* [What the task asks]: A faithful copy of the data below is required, leaving out every picture.

* [Material to process]:
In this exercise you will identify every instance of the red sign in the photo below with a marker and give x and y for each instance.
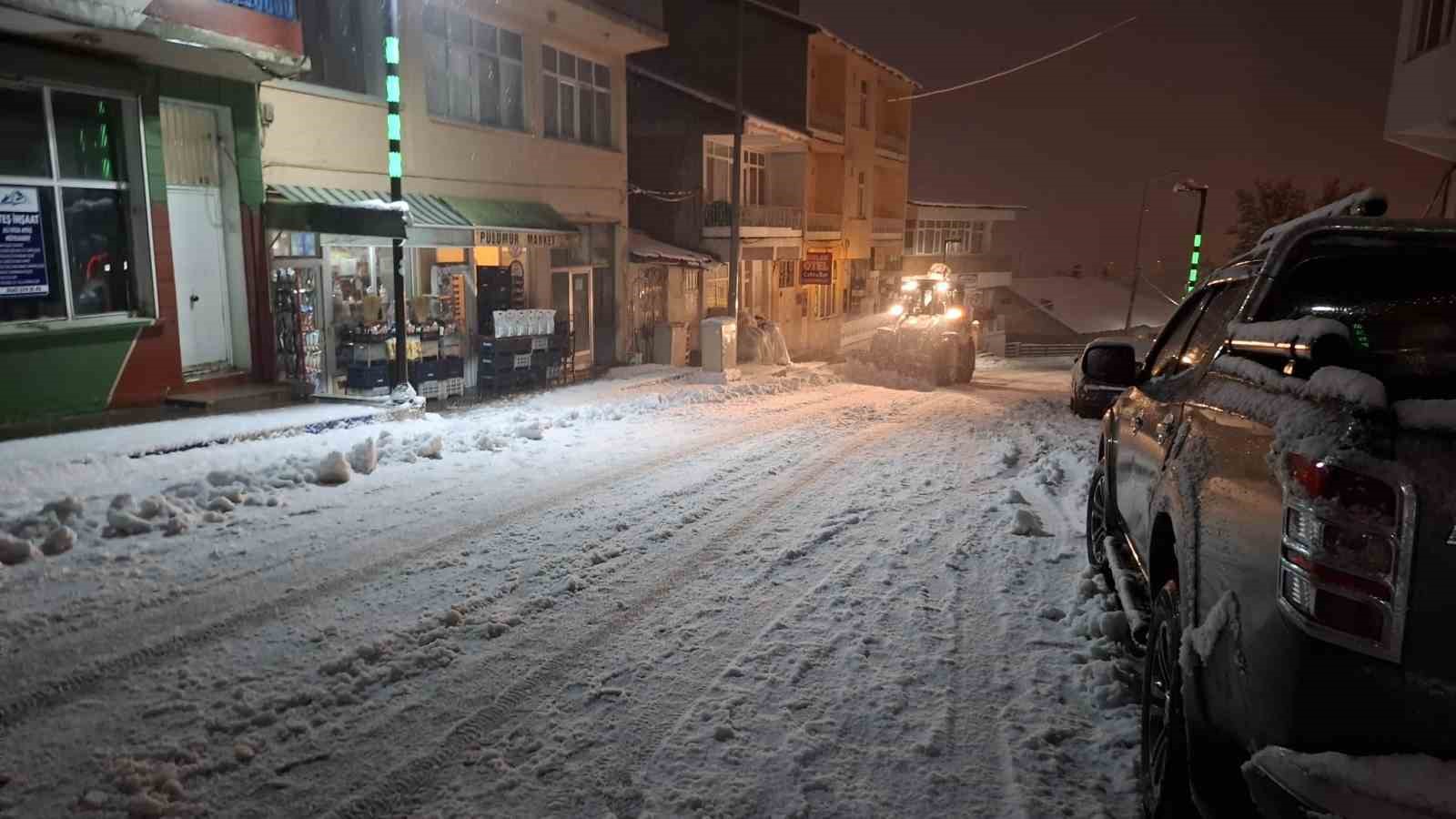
(817, 268)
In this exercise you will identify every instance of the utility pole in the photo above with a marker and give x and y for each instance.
(397, 181)
(1198, 234)
(1138, 259)
(734, 261)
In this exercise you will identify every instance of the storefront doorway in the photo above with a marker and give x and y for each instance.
(206, 239)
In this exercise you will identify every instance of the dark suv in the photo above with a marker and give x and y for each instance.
(1276, 506)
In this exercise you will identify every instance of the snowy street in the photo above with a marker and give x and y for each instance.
(791, 595)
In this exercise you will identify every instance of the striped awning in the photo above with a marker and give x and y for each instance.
(426, 210)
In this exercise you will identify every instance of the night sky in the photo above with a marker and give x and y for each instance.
(1222, 91)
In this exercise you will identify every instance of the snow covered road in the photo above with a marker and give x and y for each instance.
(640, 598)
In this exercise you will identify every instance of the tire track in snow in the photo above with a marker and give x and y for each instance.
(402, 787)
(300, 589)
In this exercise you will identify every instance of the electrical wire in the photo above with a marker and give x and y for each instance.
(999, 75)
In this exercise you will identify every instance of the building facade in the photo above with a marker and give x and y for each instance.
(514, 152)
(1421, 111)
(824, 165)
(130, 196)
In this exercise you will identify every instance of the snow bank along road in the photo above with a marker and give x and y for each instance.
(784, 598)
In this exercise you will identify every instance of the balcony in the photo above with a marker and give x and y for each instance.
(890, 227)
(895, 143)
(763, 220)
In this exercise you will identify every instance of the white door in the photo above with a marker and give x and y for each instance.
(193, 136)
(201, 278)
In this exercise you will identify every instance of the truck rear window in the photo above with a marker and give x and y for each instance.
(1397, 298)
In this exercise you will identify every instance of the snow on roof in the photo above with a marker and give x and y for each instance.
(1091, 303)
(648, 249)
(926, 203)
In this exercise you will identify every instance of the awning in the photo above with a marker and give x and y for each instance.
(424, 208)
(514, 216)
(644, 248)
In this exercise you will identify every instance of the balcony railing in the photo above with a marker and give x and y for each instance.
(826, 222)
(720, 215)
(284, 9)
(890, 225)
(892, 142)
(832, 121)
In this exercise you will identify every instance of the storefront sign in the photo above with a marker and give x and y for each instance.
(817, 268)
(513, 239)
(22, 245)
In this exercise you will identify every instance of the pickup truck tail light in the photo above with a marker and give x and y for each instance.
(1340, 554)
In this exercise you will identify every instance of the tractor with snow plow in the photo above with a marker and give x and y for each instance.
(932, 332)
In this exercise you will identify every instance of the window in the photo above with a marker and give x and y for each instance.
(473, 70)
(75, 230)
(788, 271)
(1167, 354)
(718, 175)
(577, 98)
(717, 172)
(979, 230)
(754, 178)
(344, 41)
(1433, 25)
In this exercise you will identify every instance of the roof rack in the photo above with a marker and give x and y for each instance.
(1365, 203)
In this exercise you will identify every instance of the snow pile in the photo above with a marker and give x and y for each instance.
(1436, 416)
(1290, 331)
(1414, 783)
(864, 370)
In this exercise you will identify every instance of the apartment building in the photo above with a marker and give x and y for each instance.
(1421, 111)
(130, 198)
(824, 162)
(514, 153)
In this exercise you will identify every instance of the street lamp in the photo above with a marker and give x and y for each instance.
(1190, 187)
(1138, 248)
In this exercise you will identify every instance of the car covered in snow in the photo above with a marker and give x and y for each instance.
(1101, 373)
(1274, 504)
(932, 331)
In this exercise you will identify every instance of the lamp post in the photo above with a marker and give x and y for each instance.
(1138, 248)
(1190, 187)
(397, 182)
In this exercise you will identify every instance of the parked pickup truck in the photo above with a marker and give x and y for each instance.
(1276, 508)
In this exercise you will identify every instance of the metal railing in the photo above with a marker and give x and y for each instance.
(892, 142)
(720, 215)
(1019, 350)
(888, 225)
(824, 222)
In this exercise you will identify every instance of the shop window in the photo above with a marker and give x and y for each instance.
(577, 98)
(788, 271)
(473, 70)
(75, 230)
(344, 41)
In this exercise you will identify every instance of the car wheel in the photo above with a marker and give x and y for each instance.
(943, 366)
(1098, 525)
(1164, 761)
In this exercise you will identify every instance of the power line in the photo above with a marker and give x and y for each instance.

* [Exercise answer]:
In this exercise you will identify every instance of the red sign in the photo below with a marker and give x and y for each instance.
(817, 268)
In this exercise you will identify every instance of the utility pole in the photo above with a marker and give x and y for each instance.
(397, 181)
(1198, 234)
(1138, 259)
(734, 261)
In this exercise you will identify every instance of the storefront doorway in the photo above with a marker and give x and y for each instance.
(206, 239)
In this exercise you will identify every instance of the dark suv in the photo above with a marker and give x and y for each instance.
(1276, 506)
In this exercise you will identify every instance of the snowy street in the photo above with a marker and give x and y for each instance.
(791, 595)
In this exercise you will identify every instance of the striped awning in the photo above with a marker and give x and y for each instance.
(426, 210)
In this exercise you will identify every instance of the night sky in the photo above with a marker and give x and y for each instance.
(1222, 91)
In this exercise you will identify every instance of the snow covered road in the photo above with a marker and give x and y for each instance.
(640, 598)
In this exercise you will identify every instance of the tire track in snow in the photo above with a marker and give x and y for each instance.
(402, 787)
(300, 589)
In this exercise you will identify every instance of the electrical wire in the photo above with a marker and give x and y for each instance.
(999, 75)
In this exercise you will identify every instance of the building facade in the photo above with a marker and give x and y for each instance.
(514, 152)
(1421, 111)
(824, 165)
(130, 196)
In this exercise you will identify every instance of the snow bank along road in the photo above with a marker and give x and y for each instance.
(784, 598)
In this exercise you will identify every instance of the balcony in the photo above with a marker and give x and y for each instance.
(890, 227)
(895, 143)
(763, 220)
In this exercise you will identify every instance of the white door in the photo above with a marker and give x and y for each instance.
(193, 136)
(201, 278)
In this exercise you will identify every instance of the truck rear window in the photo above with a marker and give x and y for each instance.
(1397, 298)
In this exercise you will identify every instance of the snow on roof in the photo above with a marker and give x and y for each instance.
(1091, 303)
(648, 249)
(926, 203)
In this exercise you will identify every instance of the awning in the photo above with a marker and give x and y for each instance.
(424, 208)
(514, 216)
(644, 248)
In this exercise you will identify every instance of the balcony railing in the photo above with a marker and give x and y for each instance.
(826, 222)
(720, 215)
(284, 9)
(890, 225)
(892, 142)
(832, 121)
In this exercise you will identify every instance of the storefront sign in the photo above with a marker and give x and y for each instance.
(817, 268)
(513, 239)
(22, 245)
In this exercise you will identify every instance of the pickup truck tail light in the photo above with a marker and give x and y for each instance.
(1340, 554)
In this exercise you will identify every instance of the tractor with snow plow in the photo above with a marker and give x and y for each instance.
(932, 332)
In this exercise you will identify every instance of the window in the photo above with a marker and give x and y for each instance.
(473, 70)
(75, 230)
(788, 271)
(1167, 354)
(718, 175)
(577, 98)
(717, 172)
(979, 230)
(754, 178)
(344, 41)
(1433, 25)
In this exercise you will identify every instance of the roof rack in the photo above with a marker and give x and y for each instance.
(1365, 203)
In this exercise you will identify every instance of the snow pile in the photo above with a marker and give x and y for each instance.
(1436, 416)
(1290, 331)
(1414, 783)
(864, 370)
In this exercise you will identify every instance of the apartment building in the photo above with a marker and give x and y for each instance.
(1421, 111)
(130, 198)
(824, 162)
(514, 153)
In this exercise you will identify every instance of the street lamp in the photo above with a marker and give x and y for each instance.
(1190, 187)
(1138, 248)
In this exercise you will identify every instance of the car covered in snow in the photo above with a marker and give x and y for each instance.
(1101, 373)
(1274, 504)
(932, 331)
In this exercise you will identify every instance of the lamp post in the photo above with a marker and give x and y for each instance.
(1138, 248)
(1190, 187)
(397, 182)
In this exercise you will identify every instance of the parked pickup truck in the photo above with a marker and give x and y for each instance.
(1276, 508)
In this exercise you will identify every instance of the metal railing in the photo above with a marker and give x and y for each instance.
(892, 142)
(720, 215)
(1019, 350)
(888, 225)
(824, 222)
In this exercise you will identify every instance of the shop window in the photo above with a marker and give x and y for each instance.
(577, 98)
(788, 271)
(473, 70)
(75, 230)
(344, 41)
In this exercise you will identify every instance of the car wheel in the photo above with a marker and give x and y for each instance.
(943, 366)
(1098, 525)
(1164, 761)
In this exercise you will identify every instance of the power line in the photo above with a marker and give x and y for each instance.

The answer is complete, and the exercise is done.